- **Extrait fourni**
Doe s’est lancé dans le « sugar dating » après s’être séparé de sa femme en 2016. Son emploi du temps est chargé et il doit s’occuper de ses deux enfants, si bien qu’il n’a pas le temps d’entretenir une relation sérieuse. « Je mentirais si je disais que je fais ça par altruisme, mais disons que je préfère de loin que mon argent aille à dans les poches d’une femme qui m’apprécie plutôt que dans celles d’une strip-teaseuse. »
Il n’est pas le seul.
Pour Sanjay Desai*, banquier d’affaires de 52 ans qui fait la navette entre l’Inde, Singapour et Hong Kong, le principal attrait du sugar dating est le sentiment de satisfaction que procure le fait d’aider quelqu’un qui a moins d’expérience ou de possibilités.
« Ma sugar baby avait des difficultés dans sa carrière, dit-il. Après avoir eu son diplôme, elle a été embauchée dans une entreprise de technologie mais n’aimait pas son travail. Elle avait besoin de beaucoup de conseils, et j’ai pu lui en donner grâce à mon expérience dans le secteur technologique. » Desai a rejoint le site de rencontres Seeking Arrangement il y a trois ans. Sa situation financière et ses relations ont non seulement permis de booster la carrière de sa sugar baby, mais sont également devenues pour elle une bouée de sauvetage dans les premiers mois du confinement de l’Inde l’année dernière. « Son père est décédé subitement alors que tout le pays était en quarantaine. Cette période a été terrible pour elle. J’ai pu l’aider en lui fournissant un moyen de transport et de l’argent alors qu’elle était confrontée à une crise financière majeure, ainsi qu’un soutien émotionnel. »
Le sentiment de puissance
Si certains sugar daddies ressentent le besoin d’aider les autres, beaucoup aiment avant tout le sentiment de puissance qu’offre ce type de relation.

- **Données d'entrée**
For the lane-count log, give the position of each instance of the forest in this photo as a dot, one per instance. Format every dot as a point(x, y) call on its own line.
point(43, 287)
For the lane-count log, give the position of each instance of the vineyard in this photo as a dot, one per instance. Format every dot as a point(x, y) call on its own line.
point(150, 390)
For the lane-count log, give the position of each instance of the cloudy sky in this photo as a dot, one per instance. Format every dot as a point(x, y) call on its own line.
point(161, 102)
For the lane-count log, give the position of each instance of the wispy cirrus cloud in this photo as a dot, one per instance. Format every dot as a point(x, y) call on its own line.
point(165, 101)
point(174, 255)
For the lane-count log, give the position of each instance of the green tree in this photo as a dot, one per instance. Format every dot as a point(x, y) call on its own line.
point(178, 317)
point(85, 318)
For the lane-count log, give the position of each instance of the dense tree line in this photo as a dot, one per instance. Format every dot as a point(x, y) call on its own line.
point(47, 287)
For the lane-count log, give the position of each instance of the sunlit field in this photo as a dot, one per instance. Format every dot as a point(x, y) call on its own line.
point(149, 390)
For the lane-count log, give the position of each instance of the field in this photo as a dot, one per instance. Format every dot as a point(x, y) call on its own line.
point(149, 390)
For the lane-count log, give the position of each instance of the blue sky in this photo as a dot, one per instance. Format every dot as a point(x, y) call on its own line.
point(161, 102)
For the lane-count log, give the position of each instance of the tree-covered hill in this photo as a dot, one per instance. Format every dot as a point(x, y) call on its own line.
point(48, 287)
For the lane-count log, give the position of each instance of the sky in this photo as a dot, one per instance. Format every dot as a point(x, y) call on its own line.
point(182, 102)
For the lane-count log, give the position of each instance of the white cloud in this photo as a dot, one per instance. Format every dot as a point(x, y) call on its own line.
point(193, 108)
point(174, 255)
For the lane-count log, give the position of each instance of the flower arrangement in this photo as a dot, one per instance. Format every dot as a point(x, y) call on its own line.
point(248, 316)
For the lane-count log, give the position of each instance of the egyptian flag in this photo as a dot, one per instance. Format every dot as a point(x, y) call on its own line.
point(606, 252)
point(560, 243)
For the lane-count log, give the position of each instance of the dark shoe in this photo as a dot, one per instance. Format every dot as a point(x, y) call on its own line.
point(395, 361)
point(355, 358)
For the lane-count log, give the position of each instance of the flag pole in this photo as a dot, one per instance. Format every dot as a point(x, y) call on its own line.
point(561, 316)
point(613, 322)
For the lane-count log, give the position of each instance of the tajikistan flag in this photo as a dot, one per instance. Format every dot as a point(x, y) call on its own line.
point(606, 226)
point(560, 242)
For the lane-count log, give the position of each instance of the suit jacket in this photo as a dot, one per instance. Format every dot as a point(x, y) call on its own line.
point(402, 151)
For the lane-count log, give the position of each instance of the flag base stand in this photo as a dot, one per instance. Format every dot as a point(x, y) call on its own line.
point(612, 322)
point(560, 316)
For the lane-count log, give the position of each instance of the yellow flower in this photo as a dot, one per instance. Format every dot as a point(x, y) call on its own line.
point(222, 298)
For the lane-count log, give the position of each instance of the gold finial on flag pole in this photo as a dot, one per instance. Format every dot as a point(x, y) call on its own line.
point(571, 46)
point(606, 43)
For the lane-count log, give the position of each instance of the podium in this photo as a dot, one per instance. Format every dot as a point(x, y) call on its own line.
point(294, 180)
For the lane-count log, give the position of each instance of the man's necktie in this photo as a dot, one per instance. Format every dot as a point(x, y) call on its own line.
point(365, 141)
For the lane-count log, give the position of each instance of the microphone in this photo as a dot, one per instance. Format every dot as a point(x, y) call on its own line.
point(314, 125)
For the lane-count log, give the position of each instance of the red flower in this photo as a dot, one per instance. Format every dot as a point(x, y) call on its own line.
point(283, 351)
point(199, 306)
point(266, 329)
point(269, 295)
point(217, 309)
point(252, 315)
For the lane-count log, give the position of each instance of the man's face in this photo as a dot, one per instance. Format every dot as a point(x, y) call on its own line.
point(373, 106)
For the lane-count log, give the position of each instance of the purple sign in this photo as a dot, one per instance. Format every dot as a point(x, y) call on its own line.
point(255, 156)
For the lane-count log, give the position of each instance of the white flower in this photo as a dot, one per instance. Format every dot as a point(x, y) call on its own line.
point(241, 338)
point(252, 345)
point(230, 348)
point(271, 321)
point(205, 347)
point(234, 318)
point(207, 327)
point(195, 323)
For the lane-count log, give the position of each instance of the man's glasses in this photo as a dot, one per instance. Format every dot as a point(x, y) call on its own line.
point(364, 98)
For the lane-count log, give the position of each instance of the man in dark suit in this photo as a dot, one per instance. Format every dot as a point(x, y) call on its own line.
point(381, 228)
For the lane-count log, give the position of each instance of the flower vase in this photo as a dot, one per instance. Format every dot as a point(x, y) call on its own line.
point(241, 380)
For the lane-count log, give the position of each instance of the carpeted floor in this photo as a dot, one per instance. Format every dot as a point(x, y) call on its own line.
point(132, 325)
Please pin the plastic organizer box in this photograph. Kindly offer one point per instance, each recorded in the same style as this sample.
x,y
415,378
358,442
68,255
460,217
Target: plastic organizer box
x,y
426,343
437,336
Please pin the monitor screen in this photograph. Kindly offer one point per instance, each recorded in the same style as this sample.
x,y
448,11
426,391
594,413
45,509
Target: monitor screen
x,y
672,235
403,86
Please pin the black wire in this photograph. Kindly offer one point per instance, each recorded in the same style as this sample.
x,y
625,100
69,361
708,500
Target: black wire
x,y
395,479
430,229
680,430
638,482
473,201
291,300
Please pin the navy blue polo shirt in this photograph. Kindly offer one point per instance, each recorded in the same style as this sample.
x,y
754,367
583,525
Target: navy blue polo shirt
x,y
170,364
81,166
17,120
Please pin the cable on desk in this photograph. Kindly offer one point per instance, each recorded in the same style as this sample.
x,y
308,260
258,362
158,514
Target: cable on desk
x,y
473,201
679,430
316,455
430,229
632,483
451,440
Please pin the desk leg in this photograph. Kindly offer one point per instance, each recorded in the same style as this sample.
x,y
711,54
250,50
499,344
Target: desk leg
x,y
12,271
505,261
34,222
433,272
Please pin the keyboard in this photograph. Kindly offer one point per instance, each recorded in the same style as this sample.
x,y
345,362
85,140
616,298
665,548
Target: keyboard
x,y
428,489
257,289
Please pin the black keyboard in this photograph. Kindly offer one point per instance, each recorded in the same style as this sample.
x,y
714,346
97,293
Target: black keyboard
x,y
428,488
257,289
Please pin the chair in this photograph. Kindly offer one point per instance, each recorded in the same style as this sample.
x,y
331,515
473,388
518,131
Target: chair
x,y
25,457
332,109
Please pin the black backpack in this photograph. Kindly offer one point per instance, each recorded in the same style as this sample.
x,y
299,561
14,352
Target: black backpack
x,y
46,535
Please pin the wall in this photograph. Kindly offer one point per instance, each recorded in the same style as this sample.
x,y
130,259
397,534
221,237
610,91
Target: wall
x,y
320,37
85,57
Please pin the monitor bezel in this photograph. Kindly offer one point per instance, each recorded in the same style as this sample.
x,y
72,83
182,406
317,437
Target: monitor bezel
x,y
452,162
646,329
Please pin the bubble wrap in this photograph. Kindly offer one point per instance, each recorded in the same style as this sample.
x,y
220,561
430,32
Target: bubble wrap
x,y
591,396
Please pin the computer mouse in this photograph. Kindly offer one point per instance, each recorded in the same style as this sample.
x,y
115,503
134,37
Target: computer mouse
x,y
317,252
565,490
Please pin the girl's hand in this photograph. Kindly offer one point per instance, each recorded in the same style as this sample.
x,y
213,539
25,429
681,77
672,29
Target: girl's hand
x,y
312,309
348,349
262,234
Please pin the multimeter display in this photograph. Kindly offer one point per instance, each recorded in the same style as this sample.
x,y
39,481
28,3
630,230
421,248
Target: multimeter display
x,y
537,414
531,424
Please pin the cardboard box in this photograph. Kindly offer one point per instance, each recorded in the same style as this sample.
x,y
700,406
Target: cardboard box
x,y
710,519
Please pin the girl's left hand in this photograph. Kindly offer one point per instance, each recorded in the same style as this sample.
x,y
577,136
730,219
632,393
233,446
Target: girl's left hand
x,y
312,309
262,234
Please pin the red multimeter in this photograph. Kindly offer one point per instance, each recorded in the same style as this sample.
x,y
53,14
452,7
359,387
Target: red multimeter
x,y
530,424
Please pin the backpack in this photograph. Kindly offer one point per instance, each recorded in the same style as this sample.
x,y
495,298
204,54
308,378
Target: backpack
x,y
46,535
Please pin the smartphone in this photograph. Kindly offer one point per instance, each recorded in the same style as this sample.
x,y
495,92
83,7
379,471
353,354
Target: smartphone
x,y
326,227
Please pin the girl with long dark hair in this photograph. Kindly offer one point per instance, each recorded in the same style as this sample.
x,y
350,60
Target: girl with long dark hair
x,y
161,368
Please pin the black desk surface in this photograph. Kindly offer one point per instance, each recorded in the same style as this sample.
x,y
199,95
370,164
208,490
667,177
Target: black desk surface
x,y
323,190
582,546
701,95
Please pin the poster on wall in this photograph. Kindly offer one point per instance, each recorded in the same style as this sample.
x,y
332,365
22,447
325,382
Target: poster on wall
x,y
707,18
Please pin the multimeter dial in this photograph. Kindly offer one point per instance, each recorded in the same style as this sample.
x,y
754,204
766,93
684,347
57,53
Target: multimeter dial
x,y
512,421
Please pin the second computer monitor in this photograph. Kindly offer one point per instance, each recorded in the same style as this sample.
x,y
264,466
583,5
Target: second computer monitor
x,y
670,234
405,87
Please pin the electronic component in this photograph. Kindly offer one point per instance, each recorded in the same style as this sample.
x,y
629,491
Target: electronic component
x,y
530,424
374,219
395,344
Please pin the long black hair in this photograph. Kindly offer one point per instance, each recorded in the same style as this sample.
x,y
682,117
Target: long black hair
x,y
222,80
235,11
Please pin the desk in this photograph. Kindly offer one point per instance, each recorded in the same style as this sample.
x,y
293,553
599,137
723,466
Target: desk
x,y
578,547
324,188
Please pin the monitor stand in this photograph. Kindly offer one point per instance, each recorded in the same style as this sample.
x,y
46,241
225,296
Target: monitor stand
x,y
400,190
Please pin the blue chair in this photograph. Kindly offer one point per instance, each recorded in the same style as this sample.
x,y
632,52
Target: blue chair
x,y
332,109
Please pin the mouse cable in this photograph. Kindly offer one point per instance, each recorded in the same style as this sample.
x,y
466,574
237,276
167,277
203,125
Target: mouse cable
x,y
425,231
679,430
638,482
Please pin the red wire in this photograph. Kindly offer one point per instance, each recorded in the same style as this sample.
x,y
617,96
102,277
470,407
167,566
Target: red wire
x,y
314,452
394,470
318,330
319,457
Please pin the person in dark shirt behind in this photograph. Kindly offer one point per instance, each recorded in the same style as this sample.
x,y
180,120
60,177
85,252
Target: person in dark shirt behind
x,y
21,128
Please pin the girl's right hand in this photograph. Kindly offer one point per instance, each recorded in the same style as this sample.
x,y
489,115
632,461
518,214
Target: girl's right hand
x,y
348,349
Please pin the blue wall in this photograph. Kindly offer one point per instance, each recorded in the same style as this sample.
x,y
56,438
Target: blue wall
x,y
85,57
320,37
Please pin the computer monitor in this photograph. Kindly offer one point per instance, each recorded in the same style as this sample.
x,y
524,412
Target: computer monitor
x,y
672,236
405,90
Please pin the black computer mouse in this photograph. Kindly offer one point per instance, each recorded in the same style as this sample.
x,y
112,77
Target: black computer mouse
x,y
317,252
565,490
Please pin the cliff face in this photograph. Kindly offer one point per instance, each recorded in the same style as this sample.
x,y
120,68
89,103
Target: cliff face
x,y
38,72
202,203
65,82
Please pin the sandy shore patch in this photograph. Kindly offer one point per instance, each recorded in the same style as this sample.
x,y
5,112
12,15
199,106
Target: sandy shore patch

- **Consigne**
Recopiez à l'identique le passage de l'extrait sur le sugar dating compris entre « Il n’est pas » et « ou de possibilités. », bornes incluses. Les enregistrements n'ont aucun lien avec l'extrait sur le sugar dating.

- **Corrigé**
Il n’est pas le seul.
Pour Sanjay Desai*, banquier d’affaires de 52 ans qui fait la navette entre l’Inde, Singapour et Hong Kong, le principal attrait du sugar dating est le sentiment de satisfaction que procure le fait d’aider quelqu’un qui a moins d’expérience ou de possibilités.